## Written exercise
Return every record below unchanged, character for character.

[begin Exercise data]

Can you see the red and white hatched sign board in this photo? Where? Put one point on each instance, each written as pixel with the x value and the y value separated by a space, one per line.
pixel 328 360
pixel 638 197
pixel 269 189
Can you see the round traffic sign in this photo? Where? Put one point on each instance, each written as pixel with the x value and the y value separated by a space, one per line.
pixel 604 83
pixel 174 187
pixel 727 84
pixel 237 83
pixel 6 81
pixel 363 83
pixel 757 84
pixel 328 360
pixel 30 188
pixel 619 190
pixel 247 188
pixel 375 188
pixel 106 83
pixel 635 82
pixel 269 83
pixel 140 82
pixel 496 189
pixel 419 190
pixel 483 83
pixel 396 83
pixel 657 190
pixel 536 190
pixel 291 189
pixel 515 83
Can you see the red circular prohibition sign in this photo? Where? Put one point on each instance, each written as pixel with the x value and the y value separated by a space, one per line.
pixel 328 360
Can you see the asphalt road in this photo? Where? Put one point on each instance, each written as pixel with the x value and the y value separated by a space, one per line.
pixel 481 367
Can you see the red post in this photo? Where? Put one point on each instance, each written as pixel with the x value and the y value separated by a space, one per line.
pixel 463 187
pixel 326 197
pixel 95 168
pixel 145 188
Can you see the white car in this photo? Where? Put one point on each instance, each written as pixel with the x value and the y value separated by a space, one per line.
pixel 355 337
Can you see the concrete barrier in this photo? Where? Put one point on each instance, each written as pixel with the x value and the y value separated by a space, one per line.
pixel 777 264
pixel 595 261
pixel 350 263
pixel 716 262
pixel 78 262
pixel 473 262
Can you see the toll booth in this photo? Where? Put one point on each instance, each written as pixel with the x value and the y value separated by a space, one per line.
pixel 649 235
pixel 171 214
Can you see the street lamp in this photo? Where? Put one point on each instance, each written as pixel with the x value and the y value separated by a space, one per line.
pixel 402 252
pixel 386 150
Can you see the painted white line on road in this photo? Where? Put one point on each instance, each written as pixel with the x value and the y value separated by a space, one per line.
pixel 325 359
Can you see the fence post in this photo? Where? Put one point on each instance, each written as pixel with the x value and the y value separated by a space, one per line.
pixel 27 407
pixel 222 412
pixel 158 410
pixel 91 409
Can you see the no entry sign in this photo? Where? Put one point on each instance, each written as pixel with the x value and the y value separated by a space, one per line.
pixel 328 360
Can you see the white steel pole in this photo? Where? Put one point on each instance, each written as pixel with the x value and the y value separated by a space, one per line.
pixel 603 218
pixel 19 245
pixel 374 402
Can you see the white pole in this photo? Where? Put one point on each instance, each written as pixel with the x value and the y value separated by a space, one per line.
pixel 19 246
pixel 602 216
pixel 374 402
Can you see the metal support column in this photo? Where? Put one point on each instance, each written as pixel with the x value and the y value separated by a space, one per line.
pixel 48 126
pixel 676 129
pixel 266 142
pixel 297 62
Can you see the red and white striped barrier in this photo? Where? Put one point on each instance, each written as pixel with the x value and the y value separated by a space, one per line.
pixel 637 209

[end Exercise data]

## Expected output
Can you see the red and white hatched sign board in this photo? Where? Put one point on each instance, each written as pixel with the x value and the y value separated by a space, one per line.
pixel 328 360
pixel 638 197
pixel 269 189
Can you see the round traffic sign in this photo? Where? Put one point on each instance, each written as pixel with the x value and the y value separated by a space, one per line.
pixel 604 83
pixel 174 187
pixel 727 84
pixel 237 83
pixel 6 81
pixel 363 83
pixel 757 84
pixel 328 360
pixel 30 188
pixel 619 190
pixel 247 188
pixel 375 188
pixel 106 83
pixel 635 82
pixel 269 83
pixel 140 82
pixel 496 189
pixel 419 190
pixel 483 83
pixel 396 83
pixel 657 190
pixel 536 190
pixel 291 189
pixel 515 83
Can you see the red circular prohibition sign in this photo? Where? Put one point on each instance, each written as pixel with the x value and the y value separated by a space, one per line.
pixel 328 360
Can you see the asphalt road in this photo? Where? Put one point on each instance, each written as pixel with the x value and the y value separated by a space, one per line.
pixel 481 367
Can you see the red post in this photo? Where? Put one point on each instance, each written as pixel with the x value and the y value separated by a space, one per line.
pixel 463 187
pixel 326 197
pixel 95 168
pixel 145 188
Can you see the white car in this photo? Where? Put one point on each instance, each written as pixel with the x value and the y value separated by a space, one per line.
pixel 355 337
Can you see the concrete barrier in this photo? Where? Put one point on each instance, each written as pixel with the x value and the y value separated by a space, one per line.
pixel 777 264
pixel 595 261
pixel 350 263
pixel 716 262
pixel 78 262
pixel 473 262
Can you see the toll booth in this photo? Where? Put one point on each instance, each written as pixel with the x value and the y value separated by a space, one per line.
pixel 649 235
pixel 171 214
Can you see the street lamp in this photo? Where? Put one point on each instance, each written as pixel with the x value and the y value separated by a space, one per line.
pixel 402 252
pixel 386 150
Can you see the painted white line on road in this photo? Where? Put one point on each instance, each written as pixel with the x value and the y value separated by a space, one per line.
pixel 325 359
Can you see the fence post in this photo? Where? Put one point on each instance, each written as pixel with the x value and the y value separated by a space, one per line.
pixel 27 407
pixel 222 412
pixel 158 410
pixel 91 409
Can you see the no entry sign in this photo? Where? Put one point on each instance, each written as pixel with the x value and the y value separated by a space, one per line.
pixel 328 360
Can you see the white steel pole in this photo? Where? Put one point on each instance, each written as pixel with the x value and the y value separated by a space, one per line.
pixel 603 218
pixel 19 245
pixel 374 402
Can you see the white pole in this photo? Where? Put one point on each instance, each written as pixel with the x value and the y value separated by a space, one per line.
pixel 19 246
pixel 602 216
pixel 374 402
Can you see the metal support column in this photo? Where? Put one point on each instance, each written as pixel with the x value and the y value separated by a space, one per line.
pixel 48 126
pixel 676 129
pixel 266 142
pixel 297 62
Can you see the red and white striped barrier in this photo? Where? Put one point on each instance, each written as pixel with the x value and the y value separated by a space, one per line.
pixel 637 209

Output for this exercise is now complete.